Supplied text
= = =

I should clarify, I actually never intended to keep her. I bought her because she needed a home (and was being sold un-spayed and her owners were really pushing breeding her). I planned on keeping her for a few weeks to assess temperament, work on any training that needed it and then I had a wonderful home lined up for her. That all fell apart when she attacked my golden, and I had to tell the home for her that they weren't going to be able to take her (the lady had a service dog is training, and wanted to continue doing that). I put placing her on hold so I could work with her on the dog aggression and hopefully get over over that as much as possible. In all honesty though I am getting really attached and may end up keeping her.


----------



## Eowyn (Aug 29, 2013)

nolefan said:


> p.s. Are you able to work on more than just obedience with her? Maybe some agility work, things you two can do at home? (touch, wobble board, tunnel, low jumps?) Just the experience of success with some of those skills and earning your praise and enjoying the experience could be a useful tool for working on her confidence and continue to strengthen your bond.


I started her on agility (just the tunnel and umps with the bar either lying on the ground or low cross rails) but haven't done more than 2 or 3 sessions. I do plan on doing more with her if I can though, as she seems to be really good (I had her cantering through the tunnel in under 5 minutes). She is incredibly ball/food driven too, so that would making training easy.


----------



## Charliethree (Jul 18, 2010)

Go easy on yourself, you inadvertently put her in a situation that she was unable to cope with. Though it is understandable to think that she was 'protecting' you, consider the possibility and likelihood that she was simply -afraid of him, and she felt most secure , but not totally safe, staying close to you. It could be associated with past abuse, could be lack of socialization with men in general - it is so hard to know the 'why', or find a logical 'reason' for it all.
This was a new and stressful situation for her, and from her perspective, he 'ignored' all of her signals telling him she was uncomfortable with him. Her 'warnings' escalated in typical dog fashion, first the growl getting louder, then the barking and the change in physical appearance. The longer he ignored her, and the more he moved about, the more anxious she became and the more 'threatening' she tried to be - in an effort to get him to go away. She couldn't, not 'wouldn't', settle down, it was a very frightening situation for her, her mind and body were prepared for 'fight or flight', she doesn't have control over that.
So what you know now, is that for what ever reason, men make her feel unsafe, could be all men, could be only certain men, but she needs your help to change that for her.


----------



## cubbysan (Mar 13, 2007)

Years ago, we were in a similar position. Rescued a GSD on our own from a neglectful / abusive situation. Timing was all wrong, I was due with my first baby in four weeks. We had a family lined up too - but the week we were waiting, she fell in love with my husband.

The first week I took her out on a leash, she would not allow any men near me. It took about a year for her to seem settled, before that were had submissive peeing, if my husband was yelling at the TV for a ball game or if we praised her for anything. She did stop.

She also saved us the second week she was at the house by scaring off a would be intruder that had a knife.


----------



## Eowyn (Aug 29, 2013)

Charliethree said:


> So what you know now, is that for what ever reason, men make her feel unsafe, could be all men, could be only certain men, but she needs your help to change that for her.

= = =

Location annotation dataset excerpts

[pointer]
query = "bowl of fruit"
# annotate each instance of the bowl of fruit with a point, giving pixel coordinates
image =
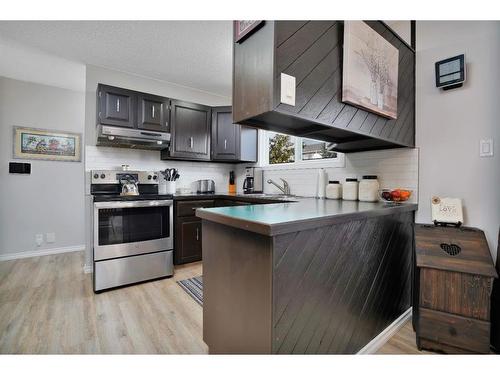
(395, 195)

= = =

Requirements
**A.** Please print the part of the dog forum thread that opens with the words containing "This was a new" and closes with "control over that.".
**B.** According to the dog forum thread, how long did it take Eowyn to have her dog cantering through the tunnel?

Answers
**A.**
This was a new and stressful situation for her, and from her perspective, he 'ignored' all of her signals telling him she was uncomfortable with him. Her 'warnings' escalated in typical dog fashion, first the growl getting louder, then the barking and the change in physical appearance. The longer he ignored her, and the more he moved about, the more anxious she became and the more 'threatening' she tried to be - in an effort to get him to go away. She couldn't, not 'wouldn't', settle down, it was a very frightening situation for her, her mind and body were prepared for 'fight or flight', she doesn't have control over that.

**B.** Under 5 minutes.